Brief: Scan the records below. List lines holding "positive".
START The data
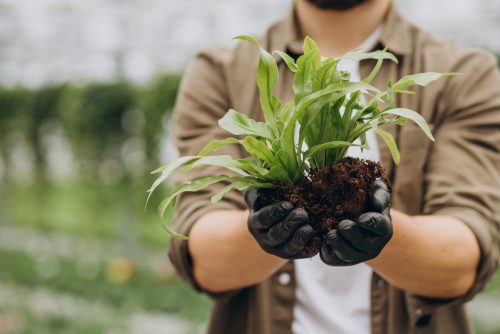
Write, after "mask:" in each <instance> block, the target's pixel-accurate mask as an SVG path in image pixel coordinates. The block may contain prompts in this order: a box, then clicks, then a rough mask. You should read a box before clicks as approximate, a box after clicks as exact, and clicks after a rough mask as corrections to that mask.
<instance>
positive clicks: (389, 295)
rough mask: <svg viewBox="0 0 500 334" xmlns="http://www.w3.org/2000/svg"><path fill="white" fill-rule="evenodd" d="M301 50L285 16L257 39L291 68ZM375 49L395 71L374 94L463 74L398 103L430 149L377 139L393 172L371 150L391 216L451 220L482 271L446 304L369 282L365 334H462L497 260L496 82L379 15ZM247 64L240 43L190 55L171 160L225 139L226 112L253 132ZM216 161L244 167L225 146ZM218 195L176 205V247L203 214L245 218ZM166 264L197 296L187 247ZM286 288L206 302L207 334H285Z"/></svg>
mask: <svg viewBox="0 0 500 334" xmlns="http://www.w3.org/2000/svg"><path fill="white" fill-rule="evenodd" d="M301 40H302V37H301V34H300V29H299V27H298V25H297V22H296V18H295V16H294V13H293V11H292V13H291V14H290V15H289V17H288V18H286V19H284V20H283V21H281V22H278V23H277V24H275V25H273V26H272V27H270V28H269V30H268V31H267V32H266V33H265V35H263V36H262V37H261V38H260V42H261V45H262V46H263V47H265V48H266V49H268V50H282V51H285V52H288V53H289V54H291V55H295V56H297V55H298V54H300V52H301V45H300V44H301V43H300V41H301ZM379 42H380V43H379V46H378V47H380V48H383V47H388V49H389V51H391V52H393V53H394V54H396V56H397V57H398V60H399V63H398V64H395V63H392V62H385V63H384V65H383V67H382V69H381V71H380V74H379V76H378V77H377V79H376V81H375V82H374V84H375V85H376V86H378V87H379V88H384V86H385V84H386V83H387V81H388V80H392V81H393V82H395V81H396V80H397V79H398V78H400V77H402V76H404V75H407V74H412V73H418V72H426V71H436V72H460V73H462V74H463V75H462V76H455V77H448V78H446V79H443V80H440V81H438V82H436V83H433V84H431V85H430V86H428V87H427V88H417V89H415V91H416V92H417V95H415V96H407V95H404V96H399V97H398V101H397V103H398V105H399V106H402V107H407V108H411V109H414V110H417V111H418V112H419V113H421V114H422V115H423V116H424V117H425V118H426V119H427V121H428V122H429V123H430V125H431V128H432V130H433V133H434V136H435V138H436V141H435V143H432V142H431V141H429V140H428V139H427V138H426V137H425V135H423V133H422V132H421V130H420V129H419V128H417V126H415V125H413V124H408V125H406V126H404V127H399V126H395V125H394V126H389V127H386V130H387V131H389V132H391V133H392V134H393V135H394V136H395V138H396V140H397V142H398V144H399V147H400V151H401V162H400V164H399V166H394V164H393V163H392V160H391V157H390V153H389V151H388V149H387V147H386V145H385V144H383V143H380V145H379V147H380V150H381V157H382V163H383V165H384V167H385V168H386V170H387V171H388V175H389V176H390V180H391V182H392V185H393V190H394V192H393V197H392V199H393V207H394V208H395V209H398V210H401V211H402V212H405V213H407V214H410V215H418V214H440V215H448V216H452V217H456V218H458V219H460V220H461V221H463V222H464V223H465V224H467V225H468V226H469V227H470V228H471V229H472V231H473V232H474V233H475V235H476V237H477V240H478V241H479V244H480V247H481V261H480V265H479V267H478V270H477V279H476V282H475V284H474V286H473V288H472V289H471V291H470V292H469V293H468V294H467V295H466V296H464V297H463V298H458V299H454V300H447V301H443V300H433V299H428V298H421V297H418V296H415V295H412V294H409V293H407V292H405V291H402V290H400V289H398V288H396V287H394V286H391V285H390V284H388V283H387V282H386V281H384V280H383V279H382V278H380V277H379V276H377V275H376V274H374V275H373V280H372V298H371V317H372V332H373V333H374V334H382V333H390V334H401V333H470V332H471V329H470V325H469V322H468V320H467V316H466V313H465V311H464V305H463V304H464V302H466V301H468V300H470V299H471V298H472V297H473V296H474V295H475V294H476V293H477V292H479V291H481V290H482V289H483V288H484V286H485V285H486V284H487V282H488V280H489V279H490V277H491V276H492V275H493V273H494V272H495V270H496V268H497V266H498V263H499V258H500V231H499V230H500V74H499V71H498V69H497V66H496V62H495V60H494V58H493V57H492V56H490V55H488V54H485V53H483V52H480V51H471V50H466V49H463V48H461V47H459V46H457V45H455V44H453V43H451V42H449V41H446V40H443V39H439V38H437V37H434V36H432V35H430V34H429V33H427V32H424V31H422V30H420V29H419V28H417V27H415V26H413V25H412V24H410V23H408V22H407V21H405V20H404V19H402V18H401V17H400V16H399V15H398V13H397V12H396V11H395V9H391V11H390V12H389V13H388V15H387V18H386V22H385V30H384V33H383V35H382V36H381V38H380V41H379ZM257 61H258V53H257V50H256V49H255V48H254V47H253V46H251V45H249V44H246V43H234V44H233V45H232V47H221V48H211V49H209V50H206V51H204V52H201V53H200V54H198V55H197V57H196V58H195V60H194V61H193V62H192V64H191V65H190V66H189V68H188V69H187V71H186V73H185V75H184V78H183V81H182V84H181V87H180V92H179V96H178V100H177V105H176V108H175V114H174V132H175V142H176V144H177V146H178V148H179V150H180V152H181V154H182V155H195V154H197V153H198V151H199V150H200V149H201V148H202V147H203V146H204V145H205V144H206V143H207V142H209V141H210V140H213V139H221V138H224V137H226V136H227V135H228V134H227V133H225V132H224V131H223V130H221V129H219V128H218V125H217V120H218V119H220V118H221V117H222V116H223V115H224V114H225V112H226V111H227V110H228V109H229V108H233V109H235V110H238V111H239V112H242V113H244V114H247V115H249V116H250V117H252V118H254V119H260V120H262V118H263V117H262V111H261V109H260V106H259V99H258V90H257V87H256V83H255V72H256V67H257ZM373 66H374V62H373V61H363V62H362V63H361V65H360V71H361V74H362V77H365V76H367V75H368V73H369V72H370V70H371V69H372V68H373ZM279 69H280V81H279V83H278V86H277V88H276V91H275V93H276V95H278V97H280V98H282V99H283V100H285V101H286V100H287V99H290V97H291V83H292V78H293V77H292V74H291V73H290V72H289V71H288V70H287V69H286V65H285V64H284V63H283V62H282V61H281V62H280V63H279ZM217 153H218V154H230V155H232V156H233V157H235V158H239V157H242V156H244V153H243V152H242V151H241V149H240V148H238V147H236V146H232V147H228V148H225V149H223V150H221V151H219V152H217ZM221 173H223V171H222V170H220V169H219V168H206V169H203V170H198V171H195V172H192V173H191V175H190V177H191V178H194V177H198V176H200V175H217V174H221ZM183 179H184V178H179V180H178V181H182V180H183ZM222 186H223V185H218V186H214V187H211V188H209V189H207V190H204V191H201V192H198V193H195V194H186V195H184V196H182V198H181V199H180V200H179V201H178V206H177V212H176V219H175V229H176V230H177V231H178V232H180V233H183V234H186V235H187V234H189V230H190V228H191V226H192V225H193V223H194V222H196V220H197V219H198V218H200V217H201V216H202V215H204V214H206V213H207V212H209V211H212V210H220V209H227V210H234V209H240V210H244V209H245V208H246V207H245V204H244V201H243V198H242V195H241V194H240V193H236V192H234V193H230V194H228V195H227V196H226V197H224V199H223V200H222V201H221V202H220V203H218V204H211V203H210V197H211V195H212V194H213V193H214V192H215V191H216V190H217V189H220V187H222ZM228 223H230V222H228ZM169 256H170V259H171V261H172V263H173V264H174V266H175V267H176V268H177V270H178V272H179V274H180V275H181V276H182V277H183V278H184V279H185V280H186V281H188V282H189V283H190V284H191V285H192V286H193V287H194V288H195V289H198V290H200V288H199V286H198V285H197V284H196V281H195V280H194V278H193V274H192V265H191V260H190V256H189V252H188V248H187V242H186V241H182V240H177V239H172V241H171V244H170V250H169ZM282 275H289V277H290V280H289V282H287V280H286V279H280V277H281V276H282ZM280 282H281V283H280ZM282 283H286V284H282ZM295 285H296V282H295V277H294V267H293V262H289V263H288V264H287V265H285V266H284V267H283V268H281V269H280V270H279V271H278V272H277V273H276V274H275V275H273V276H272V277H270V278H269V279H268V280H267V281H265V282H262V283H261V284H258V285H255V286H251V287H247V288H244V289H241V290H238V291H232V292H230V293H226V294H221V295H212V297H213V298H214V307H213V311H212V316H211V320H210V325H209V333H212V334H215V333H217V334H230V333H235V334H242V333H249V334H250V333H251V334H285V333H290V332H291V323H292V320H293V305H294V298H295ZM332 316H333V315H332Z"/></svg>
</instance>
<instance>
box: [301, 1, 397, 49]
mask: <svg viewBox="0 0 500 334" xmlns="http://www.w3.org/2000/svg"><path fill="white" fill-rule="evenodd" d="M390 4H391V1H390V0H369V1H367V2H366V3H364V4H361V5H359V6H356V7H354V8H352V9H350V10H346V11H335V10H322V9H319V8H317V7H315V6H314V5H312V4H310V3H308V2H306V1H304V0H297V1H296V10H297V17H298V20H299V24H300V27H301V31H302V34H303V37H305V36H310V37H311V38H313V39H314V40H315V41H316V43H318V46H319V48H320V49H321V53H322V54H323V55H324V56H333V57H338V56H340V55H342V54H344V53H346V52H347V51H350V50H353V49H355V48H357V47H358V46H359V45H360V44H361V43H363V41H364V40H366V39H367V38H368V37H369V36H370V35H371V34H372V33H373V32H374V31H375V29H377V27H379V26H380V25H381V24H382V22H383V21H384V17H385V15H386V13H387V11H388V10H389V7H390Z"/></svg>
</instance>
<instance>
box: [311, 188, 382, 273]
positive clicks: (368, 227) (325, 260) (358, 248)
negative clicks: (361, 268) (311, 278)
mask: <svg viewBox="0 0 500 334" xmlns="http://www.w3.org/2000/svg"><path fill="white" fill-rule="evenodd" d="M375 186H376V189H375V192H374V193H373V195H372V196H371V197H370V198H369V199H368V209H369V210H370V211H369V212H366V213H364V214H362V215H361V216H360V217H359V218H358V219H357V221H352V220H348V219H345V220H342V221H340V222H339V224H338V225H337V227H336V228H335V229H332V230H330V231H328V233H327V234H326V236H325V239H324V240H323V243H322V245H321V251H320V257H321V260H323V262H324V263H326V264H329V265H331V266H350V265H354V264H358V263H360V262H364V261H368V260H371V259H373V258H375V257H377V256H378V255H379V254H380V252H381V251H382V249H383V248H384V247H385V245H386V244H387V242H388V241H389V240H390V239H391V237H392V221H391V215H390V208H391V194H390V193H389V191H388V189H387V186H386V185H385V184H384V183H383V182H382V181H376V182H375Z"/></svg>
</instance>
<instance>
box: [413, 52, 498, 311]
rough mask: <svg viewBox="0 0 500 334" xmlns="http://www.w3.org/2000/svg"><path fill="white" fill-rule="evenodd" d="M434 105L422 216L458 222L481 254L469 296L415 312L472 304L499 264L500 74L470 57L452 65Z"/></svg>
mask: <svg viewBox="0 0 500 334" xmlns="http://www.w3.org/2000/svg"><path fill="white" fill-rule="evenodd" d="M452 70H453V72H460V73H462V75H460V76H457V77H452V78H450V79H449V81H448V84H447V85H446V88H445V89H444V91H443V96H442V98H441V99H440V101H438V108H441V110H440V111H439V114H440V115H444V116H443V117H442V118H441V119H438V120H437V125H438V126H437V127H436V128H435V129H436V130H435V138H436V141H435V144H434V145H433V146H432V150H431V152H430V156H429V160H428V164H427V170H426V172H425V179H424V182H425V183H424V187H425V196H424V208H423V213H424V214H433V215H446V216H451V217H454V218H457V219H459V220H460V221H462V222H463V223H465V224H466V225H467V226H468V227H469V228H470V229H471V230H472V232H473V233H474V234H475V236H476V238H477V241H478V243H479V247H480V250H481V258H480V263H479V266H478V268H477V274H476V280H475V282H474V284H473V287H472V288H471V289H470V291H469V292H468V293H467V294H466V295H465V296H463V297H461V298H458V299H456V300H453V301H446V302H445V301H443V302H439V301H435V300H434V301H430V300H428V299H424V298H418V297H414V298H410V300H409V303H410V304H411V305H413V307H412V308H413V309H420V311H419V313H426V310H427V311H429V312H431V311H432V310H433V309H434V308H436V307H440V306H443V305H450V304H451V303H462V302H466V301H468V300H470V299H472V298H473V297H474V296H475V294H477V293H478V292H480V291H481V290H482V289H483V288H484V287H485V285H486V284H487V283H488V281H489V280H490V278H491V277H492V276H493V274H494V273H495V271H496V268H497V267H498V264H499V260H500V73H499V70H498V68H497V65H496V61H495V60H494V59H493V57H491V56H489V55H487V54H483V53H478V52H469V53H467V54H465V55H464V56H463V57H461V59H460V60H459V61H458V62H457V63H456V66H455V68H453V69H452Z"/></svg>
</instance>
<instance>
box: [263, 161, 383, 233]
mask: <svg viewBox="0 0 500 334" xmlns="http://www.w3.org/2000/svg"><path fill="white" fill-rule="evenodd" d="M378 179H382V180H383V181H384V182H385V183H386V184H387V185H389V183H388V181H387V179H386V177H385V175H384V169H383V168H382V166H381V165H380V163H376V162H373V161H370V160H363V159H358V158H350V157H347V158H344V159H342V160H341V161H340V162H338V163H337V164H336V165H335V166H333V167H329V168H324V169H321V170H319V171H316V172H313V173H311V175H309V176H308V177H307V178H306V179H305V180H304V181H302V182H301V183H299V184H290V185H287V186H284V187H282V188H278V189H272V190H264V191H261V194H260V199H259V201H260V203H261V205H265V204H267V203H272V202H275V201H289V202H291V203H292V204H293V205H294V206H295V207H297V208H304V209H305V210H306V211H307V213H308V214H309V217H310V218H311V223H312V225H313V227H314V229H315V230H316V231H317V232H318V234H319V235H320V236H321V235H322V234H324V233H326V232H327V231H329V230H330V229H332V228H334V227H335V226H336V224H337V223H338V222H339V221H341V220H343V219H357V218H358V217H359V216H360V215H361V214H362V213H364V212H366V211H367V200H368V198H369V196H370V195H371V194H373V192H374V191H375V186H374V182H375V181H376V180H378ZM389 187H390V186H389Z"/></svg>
END The data
Exercise response:
positive clicks: (389, 295)
positive clicks: (368, 227) (325, 260) (358, 248)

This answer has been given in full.